GOAL OF THE EXERCISE: Can you copy out the data exactly? Leave the images out.
Top of RECORD SET
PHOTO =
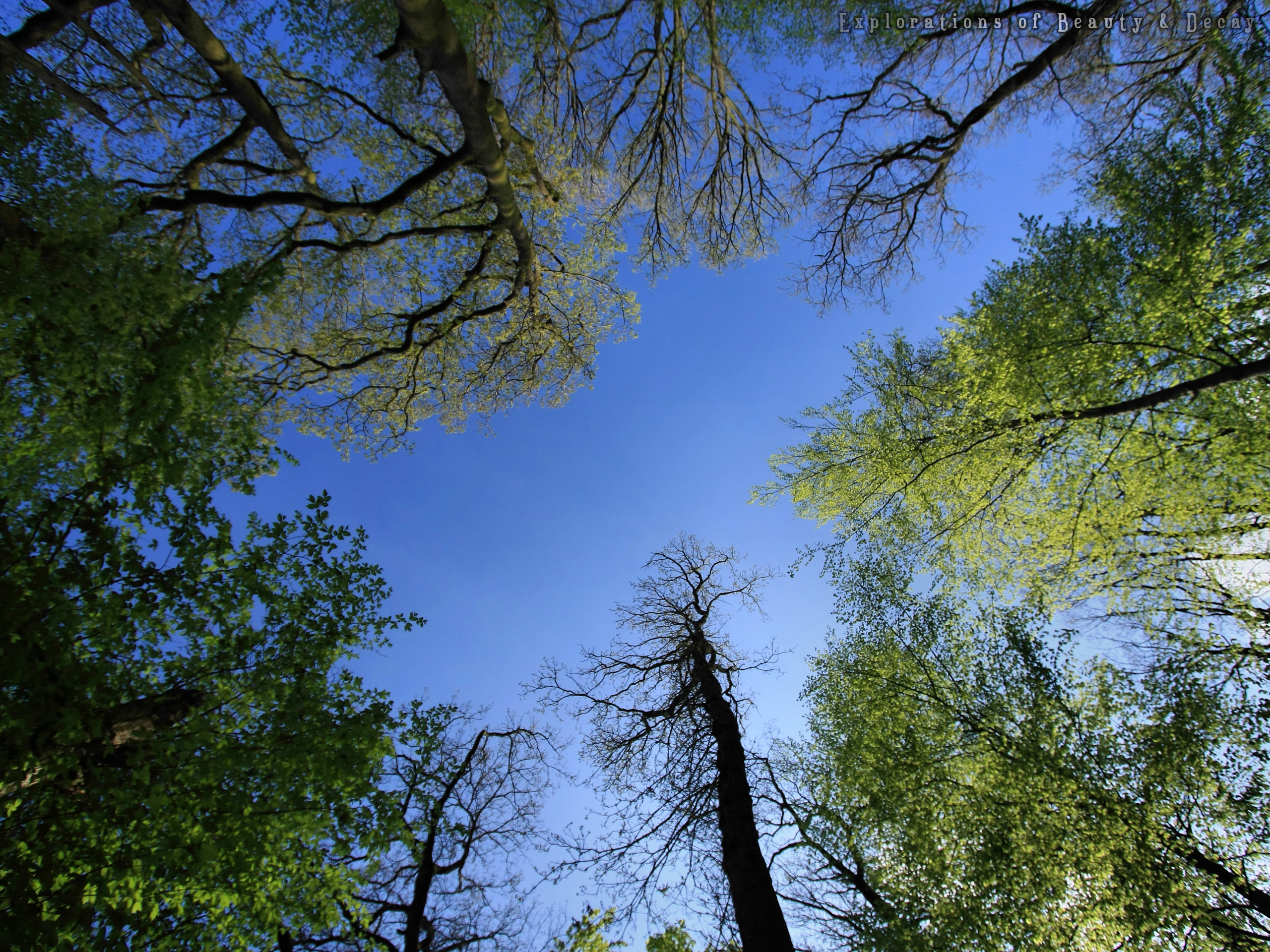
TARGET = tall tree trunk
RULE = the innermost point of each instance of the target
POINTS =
(760, 918)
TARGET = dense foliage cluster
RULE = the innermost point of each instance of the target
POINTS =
(1042, 720)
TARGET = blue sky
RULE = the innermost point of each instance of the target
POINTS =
(517, 545)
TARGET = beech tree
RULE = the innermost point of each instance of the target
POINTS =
(456, 814)
(1091, 423)
(968, 781)
(418, 254)
(667, 744)
(181, 737)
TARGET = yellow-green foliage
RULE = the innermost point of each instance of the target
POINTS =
(1000, 795)
(971, 447)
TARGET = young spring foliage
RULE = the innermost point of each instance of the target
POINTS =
(968, 783)
(1094, 420)
(180, 735)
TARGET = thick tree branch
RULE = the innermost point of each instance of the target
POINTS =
(196, 32)
(426, 27)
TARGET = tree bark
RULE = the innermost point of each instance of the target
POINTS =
(760, 918)
(427, 28)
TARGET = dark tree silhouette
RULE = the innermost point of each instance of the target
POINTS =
(457, 814)
(667, 744)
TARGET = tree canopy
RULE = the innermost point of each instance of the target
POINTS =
(1092, 422)
(969, 782)
(181, 734)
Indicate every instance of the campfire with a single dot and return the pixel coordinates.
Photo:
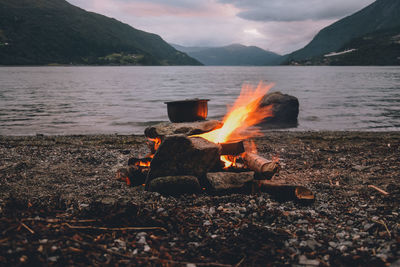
(212, 156)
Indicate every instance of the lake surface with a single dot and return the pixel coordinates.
(124, 100)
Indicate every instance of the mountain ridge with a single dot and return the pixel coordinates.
(54, 31)
(231, 55)
(380, 15)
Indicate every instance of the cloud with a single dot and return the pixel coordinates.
(281, 26)
(296, 10)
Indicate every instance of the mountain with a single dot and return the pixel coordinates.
(380, 15)
(377, 48)
(37, 32)
(231, 55)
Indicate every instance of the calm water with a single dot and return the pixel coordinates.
(88, 100)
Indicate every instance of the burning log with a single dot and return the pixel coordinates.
(232, 148)
(145, 162)
(181, 155)
(284, 191)
(221, 182)
(263, 167)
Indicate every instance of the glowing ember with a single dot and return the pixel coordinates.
(157, 142)
(245, 113)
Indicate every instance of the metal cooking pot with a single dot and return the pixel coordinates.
(187, 110)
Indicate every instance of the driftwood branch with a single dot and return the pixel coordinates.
(383, 192)
(116, 229)
(284, 191)
(265, 168)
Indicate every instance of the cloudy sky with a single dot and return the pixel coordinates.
(281, 26)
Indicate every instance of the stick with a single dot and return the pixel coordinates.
(383, 192)
(116, 229)
(266, 168)
(382, 222)
(285, 191)
(58, 220)
(27, 228)
(131, 257)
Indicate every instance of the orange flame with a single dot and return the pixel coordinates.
(157, 142)
(245, 113)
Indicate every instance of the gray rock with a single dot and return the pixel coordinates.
Bottom of RECORD SET
TASK SOLUTION:
PHOTO =
TARGET = tall tree trunk
RULE = the innermost point of each instance of the target
POINTS =
(760, 918)
TARGET = dense foliage cluster
RULE = the innermost point of each instance of the target
POINTS =
(1042, 720)
TARGET = blue sky
RULE = the innermost point of each instance of the target
POINTS =
(517, 545)
TARGET = beech tree
RULE = the innermost point of each instance of the target
POINTS =
(456, 814)
(1091, 423)
(968, 781)
(418, 254)
(667, 744)
(181, 737)
TARGET = yellow-green foliage
RULE = the innermost point of each instance of the target
POINTS =
(1000, 795)
(971, 447)
TARGET = young spring foliage
RULE = the innermost point of each instance of the target
POINTS =
(968, 783)
(1094, 420)
(180, 735)
TARGET = thick tree branch
RULE = the innermost point of each instance of the target
POINTS =
(196, 32)
(426, 27)
TARGET = tree bark
RULE = the innermost point of each instance of the target
POINTS =
(760, 918)
(427, 28)
TARGET = dark tree silhouette
RULE = the innermost point of each instance of the target
POINTS =
(457, 814)
(667, 744)
TARGET = tree canopy
RULE = the innermost point of each instance of the target
POINTS =
(1092, 422)
(969, 782)
(181, 734)
Indicate every instance of the campfire with a single dot and return the pixel coordinates.
Photo:
(212, 156)
Indicate every instance of the lake surface with a single dot and return the pixel coordinates.
(124, 100)
Indicate every instance of the mountain ridge with a single dot and return the pixel coordinates.
(54, 31)
(231, 55)
(380, 15)
Indicate every instance of the cloud with a single dot and return the pixel coordinates.
(281, 26)
(296, 10)
Indicate every instance of the mountain with a single dot and return the pixel coordinates.
(380, 15)
(377, 48)
(37, 32)
(231, 55)
Indicate every instance of the calm water with a single dot and return the pixel coordinates.
(88, 100)
Indicate every instance of the burning log with a single dot and return the pixel coordinates.
(232, 148)
(145, 162)
(181, 155)
(284, 191)
(221, 182)
(263, 167)
Indicate every instance of the glowing ember with a single dot and return the pixel coordinates.
(157, 142)
(245, 113)
Indicate every instance of the metal cooking pot with a single dot and return the pixel coordinates.
(187, 110)
Indicate every instance of the driftwood branch with a single dot and return the pixel coordinates.
(383, 192)
(116, 229)
(284, 191)
(265, 168)
Indicate every instance of the cloudy sky with a single dot and return the pixel coordinates.
(281, 26)
Indicate every instance of the stick with a single dot and return the pixel coordinates.
(383, 192)
(116, 229)
(266, 168)
(382, 222)
(285, 191)
(58, 220)
(27, 228)
(131, 257)
Indicate every instance of the orange flame with a single dot and return the pixel coordinates.
(157, 142)
(245, 113)
Indicate every instance of the gray rock with a single dot and return the pixel coordinates.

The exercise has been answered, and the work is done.